[라벨 대상 포인팅 기록]
☆ ☆ ☆
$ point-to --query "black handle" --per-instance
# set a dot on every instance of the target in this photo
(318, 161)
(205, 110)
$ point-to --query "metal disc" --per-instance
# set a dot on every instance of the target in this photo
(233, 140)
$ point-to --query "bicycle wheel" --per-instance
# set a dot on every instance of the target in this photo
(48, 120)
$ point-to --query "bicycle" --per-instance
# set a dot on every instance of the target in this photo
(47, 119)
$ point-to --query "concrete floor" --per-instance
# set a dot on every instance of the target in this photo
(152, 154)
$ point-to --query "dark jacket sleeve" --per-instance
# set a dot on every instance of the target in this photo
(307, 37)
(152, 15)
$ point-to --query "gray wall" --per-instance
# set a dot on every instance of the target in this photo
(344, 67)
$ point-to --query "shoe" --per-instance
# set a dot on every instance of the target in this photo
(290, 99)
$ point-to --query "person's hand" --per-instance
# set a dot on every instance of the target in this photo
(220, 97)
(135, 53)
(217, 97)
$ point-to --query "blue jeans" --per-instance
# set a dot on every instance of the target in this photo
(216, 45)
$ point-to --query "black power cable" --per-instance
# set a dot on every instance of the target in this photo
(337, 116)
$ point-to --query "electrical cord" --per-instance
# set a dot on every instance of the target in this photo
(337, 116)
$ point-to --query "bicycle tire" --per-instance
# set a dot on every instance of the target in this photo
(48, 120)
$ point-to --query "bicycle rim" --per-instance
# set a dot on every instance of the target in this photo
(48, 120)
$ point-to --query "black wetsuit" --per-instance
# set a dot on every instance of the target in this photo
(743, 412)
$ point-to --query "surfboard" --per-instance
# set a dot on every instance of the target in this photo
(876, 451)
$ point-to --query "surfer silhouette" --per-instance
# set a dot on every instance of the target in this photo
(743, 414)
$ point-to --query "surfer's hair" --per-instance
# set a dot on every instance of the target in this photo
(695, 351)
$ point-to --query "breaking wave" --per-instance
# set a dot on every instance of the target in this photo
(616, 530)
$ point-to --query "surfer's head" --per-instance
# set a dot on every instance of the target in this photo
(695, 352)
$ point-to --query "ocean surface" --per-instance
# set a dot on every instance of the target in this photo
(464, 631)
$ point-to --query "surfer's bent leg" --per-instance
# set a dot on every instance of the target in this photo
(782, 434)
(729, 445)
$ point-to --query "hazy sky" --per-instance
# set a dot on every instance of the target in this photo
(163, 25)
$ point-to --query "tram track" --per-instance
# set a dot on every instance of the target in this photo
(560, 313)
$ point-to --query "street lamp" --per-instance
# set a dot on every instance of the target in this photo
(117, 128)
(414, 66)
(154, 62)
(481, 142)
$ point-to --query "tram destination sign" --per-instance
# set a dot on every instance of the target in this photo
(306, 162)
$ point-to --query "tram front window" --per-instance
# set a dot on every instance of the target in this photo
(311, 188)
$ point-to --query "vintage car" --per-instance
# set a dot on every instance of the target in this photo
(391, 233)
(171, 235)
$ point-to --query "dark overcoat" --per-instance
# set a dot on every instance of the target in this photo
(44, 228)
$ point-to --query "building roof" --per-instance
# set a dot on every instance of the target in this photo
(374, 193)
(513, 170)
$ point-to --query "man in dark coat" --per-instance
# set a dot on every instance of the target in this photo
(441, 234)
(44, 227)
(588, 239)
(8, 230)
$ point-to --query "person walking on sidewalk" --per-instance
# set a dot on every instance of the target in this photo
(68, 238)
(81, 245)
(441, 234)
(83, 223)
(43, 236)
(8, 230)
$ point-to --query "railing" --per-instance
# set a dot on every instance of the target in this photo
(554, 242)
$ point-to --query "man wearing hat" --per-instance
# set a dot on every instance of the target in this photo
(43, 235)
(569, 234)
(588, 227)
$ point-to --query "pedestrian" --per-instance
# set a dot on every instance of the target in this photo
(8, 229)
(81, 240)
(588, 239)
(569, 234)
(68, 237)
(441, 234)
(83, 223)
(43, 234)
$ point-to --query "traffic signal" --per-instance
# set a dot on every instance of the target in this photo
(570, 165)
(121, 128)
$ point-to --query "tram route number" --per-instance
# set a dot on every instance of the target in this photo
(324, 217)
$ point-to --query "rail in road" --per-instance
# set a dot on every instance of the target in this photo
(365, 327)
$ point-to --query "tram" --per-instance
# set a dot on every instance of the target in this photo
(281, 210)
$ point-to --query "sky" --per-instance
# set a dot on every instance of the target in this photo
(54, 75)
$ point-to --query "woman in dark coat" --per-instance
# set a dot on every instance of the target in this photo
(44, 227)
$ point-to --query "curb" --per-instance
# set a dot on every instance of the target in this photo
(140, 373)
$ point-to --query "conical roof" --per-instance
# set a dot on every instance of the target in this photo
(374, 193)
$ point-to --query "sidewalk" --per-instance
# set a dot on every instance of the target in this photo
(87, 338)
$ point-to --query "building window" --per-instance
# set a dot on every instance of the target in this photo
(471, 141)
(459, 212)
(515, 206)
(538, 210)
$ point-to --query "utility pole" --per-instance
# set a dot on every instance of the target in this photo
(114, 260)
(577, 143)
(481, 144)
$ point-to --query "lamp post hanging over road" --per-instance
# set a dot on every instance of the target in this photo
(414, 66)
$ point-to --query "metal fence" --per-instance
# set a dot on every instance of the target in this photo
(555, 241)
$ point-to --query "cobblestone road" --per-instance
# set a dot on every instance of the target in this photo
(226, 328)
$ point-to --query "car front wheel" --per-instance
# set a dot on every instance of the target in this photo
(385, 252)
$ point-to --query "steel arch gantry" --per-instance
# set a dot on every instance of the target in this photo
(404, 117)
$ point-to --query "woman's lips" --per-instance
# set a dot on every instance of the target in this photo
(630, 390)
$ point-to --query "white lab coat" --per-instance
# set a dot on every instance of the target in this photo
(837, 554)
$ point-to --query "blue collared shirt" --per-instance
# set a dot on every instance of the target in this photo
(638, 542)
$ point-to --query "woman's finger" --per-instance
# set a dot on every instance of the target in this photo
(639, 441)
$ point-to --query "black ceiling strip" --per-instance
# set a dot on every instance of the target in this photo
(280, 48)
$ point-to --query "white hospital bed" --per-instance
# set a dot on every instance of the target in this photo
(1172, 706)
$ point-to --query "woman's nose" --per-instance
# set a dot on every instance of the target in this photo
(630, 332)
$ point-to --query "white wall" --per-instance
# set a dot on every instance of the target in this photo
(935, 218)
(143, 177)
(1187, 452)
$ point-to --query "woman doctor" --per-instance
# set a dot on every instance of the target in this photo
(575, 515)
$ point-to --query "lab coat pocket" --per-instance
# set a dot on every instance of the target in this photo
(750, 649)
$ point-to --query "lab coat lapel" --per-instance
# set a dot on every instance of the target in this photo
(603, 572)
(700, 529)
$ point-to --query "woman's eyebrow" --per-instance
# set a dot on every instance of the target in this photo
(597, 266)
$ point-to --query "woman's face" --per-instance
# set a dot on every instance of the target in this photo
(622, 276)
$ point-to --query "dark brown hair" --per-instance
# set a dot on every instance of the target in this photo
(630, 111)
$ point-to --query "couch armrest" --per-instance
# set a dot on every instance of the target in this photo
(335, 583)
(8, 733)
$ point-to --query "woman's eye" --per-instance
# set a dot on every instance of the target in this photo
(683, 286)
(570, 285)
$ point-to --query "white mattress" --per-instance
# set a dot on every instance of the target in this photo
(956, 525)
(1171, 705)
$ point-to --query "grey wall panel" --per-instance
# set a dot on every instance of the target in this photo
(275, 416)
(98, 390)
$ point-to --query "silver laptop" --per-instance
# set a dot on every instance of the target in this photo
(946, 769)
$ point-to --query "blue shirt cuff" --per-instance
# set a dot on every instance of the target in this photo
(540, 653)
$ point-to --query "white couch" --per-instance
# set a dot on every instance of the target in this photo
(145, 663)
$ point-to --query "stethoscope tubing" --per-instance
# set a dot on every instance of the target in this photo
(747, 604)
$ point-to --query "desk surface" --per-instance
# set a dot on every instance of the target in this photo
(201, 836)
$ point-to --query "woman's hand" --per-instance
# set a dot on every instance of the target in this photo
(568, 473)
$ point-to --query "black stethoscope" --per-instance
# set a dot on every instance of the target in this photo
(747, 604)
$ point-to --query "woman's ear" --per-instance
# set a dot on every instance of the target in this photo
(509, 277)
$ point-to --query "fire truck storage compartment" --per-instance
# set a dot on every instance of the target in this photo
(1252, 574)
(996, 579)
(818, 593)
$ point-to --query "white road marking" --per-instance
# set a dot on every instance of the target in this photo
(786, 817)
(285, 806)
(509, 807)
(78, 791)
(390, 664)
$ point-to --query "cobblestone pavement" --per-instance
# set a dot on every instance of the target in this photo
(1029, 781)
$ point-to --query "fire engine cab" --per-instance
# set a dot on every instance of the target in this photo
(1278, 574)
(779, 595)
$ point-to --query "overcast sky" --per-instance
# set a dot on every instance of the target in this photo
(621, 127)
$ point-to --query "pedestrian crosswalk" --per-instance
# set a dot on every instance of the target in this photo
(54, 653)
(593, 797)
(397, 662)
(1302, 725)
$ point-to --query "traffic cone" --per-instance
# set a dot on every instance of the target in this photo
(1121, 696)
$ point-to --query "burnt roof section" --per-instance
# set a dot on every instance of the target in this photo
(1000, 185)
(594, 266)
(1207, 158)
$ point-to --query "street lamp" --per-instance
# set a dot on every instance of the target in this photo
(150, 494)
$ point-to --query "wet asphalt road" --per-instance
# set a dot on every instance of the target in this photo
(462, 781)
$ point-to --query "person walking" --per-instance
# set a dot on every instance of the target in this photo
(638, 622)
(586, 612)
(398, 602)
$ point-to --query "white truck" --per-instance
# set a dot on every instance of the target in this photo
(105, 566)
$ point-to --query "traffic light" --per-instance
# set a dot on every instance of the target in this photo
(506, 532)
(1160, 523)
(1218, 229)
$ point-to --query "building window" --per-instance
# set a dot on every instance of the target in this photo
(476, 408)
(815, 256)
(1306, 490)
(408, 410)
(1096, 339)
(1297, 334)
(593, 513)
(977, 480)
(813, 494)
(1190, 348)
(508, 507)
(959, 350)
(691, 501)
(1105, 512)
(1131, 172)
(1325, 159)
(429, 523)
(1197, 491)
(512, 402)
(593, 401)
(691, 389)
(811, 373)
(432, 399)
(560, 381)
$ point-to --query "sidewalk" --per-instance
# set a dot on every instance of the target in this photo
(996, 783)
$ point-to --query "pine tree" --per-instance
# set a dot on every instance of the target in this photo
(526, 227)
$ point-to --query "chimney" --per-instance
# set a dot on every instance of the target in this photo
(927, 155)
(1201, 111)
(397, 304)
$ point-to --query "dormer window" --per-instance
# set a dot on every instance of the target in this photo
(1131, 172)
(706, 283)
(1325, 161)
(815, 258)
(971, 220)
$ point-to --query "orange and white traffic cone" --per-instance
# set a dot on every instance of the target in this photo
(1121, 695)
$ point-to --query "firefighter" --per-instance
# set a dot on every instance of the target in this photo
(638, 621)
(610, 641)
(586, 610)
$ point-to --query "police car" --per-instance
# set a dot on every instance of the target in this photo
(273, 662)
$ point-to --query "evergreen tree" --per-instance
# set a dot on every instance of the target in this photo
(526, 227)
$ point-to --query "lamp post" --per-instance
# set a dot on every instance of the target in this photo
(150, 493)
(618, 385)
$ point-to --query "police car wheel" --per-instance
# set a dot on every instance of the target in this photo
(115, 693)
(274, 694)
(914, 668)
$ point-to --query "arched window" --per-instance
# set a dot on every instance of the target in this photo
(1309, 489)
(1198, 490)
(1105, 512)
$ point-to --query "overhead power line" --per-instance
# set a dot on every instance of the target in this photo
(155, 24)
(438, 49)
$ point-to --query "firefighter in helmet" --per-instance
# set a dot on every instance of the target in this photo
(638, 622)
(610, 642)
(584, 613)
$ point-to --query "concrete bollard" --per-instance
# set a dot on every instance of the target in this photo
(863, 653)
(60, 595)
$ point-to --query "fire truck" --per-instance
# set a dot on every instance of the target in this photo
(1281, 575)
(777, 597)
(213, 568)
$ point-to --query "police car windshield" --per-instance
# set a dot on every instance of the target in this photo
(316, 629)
☆ ☆ ☆
=== 목표 ===
위 기록에서 "police"라는 문자열이 들어 있는 줄을 하나도 빠뜨리지 말고 골라 모으세요. 대소문자를 구분합니다.

=== 작업 결과 ===
$ point-to --query "police car" --per-instance
$ point-to --query "police car wheel" --per-instance
$ point-to --query "police car windshield" --per-instance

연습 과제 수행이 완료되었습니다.